*** Opening of DATA LISTING ***

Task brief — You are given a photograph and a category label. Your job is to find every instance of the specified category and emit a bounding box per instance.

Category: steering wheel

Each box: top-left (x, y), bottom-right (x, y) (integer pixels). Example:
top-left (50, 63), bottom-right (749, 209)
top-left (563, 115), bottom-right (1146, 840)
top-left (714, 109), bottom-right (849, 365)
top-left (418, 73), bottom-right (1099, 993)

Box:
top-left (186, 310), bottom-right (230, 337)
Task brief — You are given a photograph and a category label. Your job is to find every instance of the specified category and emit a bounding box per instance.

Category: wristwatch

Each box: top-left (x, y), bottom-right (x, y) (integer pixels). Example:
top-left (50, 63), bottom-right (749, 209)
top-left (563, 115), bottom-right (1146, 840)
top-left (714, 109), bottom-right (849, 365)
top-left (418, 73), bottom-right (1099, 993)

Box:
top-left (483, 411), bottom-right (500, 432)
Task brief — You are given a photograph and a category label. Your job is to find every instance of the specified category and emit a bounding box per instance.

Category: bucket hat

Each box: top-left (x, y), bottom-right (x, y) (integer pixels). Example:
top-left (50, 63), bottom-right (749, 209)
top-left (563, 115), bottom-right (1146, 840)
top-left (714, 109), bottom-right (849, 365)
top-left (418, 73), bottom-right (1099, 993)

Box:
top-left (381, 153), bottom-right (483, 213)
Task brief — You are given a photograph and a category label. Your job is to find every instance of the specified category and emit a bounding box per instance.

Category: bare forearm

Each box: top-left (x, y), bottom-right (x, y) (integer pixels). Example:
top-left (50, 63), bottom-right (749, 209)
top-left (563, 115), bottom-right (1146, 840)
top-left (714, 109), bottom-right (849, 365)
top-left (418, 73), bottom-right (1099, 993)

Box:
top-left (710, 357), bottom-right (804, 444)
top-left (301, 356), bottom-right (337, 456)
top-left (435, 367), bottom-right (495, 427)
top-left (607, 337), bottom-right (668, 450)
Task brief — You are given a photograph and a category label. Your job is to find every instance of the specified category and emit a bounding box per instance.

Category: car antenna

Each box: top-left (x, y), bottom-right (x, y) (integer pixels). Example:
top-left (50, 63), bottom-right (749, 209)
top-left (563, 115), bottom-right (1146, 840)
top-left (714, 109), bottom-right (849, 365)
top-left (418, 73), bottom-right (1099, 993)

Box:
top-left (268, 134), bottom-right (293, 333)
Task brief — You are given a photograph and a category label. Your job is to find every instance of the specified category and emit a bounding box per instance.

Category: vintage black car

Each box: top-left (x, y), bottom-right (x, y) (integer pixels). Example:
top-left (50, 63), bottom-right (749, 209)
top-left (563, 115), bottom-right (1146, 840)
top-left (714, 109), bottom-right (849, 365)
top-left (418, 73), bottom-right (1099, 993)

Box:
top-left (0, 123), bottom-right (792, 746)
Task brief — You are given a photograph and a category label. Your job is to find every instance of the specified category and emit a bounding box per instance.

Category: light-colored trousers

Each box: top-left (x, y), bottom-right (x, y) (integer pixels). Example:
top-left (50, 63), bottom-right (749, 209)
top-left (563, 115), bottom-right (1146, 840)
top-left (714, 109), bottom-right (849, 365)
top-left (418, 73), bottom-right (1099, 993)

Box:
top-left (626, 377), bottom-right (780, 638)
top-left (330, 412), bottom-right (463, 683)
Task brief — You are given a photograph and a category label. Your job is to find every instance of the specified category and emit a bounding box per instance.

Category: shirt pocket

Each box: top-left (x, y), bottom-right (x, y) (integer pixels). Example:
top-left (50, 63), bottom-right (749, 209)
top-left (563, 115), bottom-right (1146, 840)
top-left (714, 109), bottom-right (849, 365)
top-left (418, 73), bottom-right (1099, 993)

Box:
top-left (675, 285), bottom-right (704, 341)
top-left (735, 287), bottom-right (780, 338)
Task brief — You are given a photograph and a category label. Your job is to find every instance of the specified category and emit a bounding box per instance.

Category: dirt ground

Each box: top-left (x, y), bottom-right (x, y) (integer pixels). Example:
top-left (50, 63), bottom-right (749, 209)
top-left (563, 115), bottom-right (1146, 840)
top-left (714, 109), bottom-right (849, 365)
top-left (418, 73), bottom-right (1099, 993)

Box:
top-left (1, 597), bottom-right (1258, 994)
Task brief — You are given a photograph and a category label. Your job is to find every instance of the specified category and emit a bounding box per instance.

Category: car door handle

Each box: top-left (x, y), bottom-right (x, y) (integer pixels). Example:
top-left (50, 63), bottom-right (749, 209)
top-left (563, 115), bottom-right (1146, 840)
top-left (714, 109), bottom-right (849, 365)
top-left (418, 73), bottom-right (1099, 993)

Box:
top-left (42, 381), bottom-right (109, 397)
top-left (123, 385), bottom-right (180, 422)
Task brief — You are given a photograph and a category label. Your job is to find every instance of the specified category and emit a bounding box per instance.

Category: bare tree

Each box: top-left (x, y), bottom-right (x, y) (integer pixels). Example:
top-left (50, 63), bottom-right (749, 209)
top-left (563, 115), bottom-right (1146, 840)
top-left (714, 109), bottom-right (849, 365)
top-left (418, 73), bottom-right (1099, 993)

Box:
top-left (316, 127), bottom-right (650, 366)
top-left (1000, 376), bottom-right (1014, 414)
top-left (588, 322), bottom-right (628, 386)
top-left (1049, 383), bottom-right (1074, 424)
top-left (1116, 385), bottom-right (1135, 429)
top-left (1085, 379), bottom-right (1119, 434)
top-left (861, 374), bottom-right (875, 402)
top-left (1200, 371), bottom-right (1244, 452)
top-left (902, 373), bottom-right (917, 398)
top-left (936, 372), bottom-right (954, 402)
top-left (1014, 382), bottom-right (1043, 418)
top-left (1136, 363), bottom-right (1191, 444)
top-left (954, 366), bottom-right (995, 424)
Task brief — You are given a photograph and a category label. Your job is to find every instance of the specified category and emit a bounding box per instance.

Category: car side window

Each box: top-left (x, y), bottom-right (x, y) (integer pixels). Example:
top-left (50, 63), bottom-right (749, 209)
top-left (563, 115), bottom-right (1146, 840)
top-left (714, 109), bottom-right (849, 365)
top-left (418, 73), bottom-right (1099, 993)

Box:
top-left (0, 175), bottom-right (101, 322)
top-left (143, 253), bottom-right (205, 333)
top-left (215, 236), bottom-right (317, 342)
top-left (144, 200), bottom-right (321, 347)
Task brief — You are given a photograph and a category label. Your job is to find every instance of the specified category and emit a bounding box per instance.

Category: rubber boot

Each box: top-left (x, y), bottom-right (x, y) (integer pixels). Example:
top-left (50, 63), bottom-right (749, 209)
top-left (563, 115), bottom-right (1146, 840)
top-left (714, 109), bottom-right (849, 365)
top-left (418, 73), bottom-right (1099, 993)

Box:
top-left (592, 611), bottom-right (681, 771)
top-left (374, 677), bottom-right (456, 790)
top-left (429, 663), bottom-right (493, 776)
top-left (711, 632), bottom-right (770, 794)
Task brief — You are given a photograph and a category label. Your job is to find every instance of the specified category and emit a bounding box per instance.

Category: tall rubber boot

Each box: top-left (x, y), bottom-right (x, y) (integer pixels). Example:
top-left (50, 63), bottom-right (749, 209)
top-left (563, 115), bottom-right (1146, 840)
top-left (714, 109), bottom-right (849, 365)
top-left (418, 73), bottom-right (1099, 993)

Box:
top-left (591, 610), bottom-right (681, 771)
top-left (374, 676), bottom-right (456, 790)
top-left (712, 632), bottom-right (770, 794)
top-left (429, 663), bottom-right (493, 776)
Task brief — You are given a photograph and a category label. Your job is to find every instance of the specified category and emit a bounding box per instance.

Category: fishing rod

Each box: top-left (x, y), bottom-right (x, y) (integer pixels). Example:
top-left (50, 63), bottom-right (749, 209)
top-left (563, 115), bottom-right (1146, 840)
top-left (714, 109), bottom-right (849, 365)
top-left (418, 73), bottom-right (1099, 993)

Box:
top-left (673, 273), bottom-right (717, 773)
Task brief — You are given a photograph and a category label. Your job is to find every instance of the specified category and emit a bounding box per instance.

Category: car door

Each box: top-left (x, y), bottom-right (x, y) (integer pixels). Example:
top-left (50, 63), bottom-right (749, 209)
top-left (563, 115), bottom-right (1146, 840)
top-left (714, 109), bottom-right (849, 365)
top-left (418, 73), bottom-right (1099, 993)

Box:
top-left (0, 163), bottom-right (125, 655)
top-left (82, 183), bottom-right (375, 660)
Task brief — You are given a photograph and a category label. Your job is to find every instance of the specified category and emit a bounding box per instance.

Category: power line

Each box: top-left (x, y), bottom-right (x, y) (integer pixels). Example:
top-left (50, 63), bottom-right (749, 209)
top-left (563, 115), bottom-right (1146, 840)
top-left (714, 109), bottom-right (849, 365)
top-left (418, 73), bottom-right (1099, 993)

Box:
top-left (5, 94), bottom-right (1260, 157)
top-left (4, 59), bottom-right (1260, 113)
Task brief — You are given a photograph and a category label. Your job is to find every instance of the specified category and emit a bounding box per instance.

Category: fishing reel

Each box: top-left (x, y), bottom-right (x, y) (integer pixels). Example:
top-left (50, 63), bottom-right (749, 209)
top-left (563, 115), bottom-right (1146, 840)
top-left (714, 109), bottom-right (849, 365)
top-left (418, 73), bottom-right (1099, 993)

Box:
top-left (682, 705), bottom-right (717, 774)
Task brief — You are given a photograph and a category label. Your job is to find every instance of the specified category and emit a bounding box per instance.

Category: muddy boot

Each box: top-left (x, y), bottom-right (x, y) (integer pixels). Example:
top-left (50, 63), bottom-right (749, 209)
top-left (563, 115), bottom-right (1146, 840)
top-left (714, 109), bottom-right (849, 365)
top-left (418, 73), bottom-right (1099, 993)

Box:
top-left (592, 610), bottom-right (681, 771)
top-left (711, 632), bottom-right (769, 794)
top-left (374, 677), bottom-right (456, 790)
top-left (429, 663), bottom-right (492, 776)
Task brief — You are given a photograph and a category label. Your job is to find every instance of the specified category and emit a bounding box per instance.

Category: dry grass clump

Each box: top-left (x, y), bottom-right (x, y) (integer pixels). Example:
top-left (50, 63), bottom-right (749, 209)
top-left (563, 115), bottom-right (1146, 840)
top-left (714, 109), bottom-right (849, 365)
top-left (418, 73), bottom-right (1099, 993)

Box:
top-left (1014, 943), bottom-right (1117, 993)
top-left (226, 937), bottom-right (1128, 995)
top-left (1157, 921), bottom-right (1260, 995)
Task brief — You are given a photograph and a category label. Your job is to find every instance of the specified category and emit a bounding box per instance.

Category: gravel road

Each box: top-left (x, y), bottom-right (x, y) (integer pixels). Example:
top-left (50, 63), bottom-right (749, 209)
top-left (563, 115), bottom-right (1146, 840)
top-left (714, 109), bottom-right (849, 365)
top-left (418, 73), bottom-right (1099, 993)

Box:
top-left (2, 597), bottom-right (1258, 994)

*** Close of DATA LISTING ***

**WORK TO COMPLETE:** Your task is to copy each line of the entries that includes the word "rubber".

**WRITTEN RESPONSE:**
Category: rubber boot
Category: tall rubber boot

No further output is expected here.